### WHAT IS NEEDED
All the data that follows should be repeated exactly, without a single picture.

============

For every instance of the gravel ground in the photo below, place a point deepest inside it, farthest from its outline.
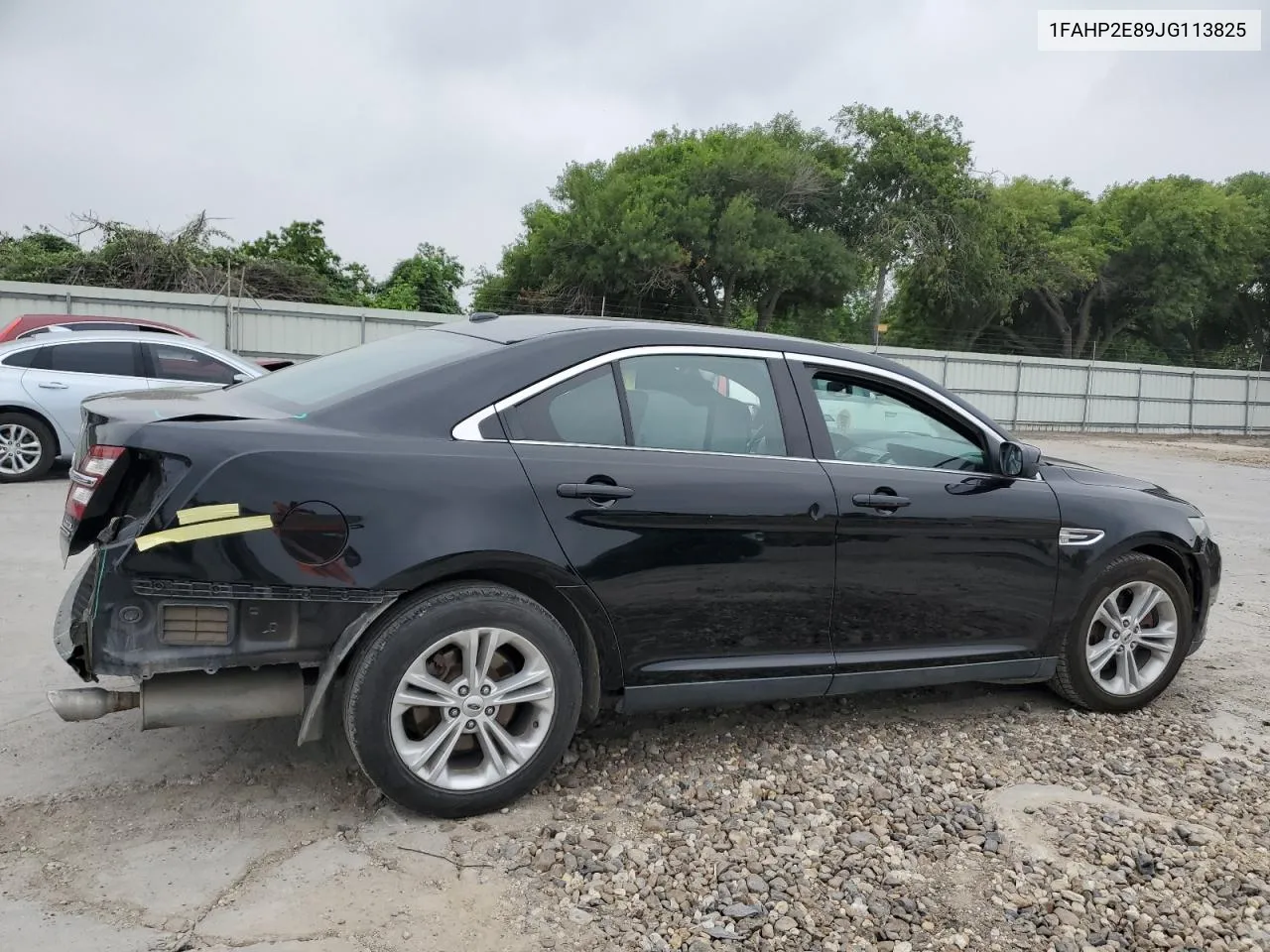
(965, 817)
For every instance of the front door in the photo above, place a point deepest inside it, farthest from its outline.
(667, 483)
(939, 558)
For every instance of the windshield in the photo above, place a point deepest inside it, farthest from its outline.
(345, 373)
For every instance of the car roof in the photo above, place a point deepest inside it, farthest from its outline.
(516, 327)
(87, 336)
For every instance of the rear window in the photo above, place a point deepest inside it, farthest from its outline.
(347, 373)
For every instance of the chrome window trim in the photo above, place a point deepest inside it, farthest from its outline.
(468, 428)
(890, 376)
(662, 449)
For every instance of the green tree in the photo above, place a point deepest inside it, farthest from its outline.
(300, 250)
(39, 255)
(907, 188)
(690, 223)
(426, 281)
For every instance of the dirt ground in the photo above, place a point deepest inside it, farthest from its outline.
(230, 837)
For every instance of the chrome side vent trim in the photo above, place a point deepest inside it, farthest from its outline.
(1080, 537)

============

### YOUR SOLUTION
For every instance of the gravel ground in the photo below, place a point deepest inside it, farthest from its outline.
(965, 817)
For every instance of the front door in the photo above, place a point deepest inside it, farthest from its outline.
(667, 483)
(939, 558)
For every instance of the windshield in the photo above, place a point deepest inside it, farthest from its outline.
(345, 373)
For every instance of the car roof in the photo above, place a point deepest inside it, farthest from its outline.
(516, 327)
(87, 336)
For every instance of the rear window in the photo above, place a point deepest inside it, farthest from its outline.
(347, 373)
For every instance of the chrome window trim in the photo above, place a point deepest inside it, farthest from its outline.
(468, 428)
(890, 376)
(662, 449)
For every instance of the green tree in the photo above, place a point deepest inside it, farthest from its outline.
(300, 250)
(39, 255)
(907, 188)
(690, 223)
(426, 281)
For every instance of the dirt ground in the photo above, place a point deepest inside it, farthest from its outline.
(230, 837)
For every instance of the chrome side vent trim in the photo above, place a point deepest inside it, farthest from its outline.
(1080, 537)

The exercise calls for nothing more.